[Dataset excerpt]
▽
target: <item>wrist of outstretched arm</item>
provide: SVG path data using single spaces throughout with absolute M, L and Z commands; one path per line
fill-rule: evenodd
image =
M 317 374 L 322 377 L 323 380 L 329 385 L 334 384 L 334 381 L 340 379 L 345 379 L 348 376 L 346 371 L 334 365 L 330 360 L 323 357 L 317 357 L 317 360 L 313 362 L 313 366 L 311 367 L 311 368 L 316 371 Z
△
| PROBLEM TO SOLVE |
Format the lines above as a two-column CSV with the headers text and answer, one row per block. Put each value in a single quoted field and replace line breaks with spaces.

| SOLUTION TO THE PROBLEM |
text,answer
"target: <item>wrist of outstretched arm</item> provide: SVG path data using single spaces throughout with absolute M, L and Z commands; one path per line fill-rule: evenodd image =","M 317 374 L 322 377 L 323 380 L 329 385 L 334 384 L 334 381 L 340 379 L 345 379 L 348 376 L 346 371 L 334 365 L 330 360 L 323 357 L 317 357 L 317 360 L 313 362 L 313 366 L 311 367 L 311 368 L 316 371 Z"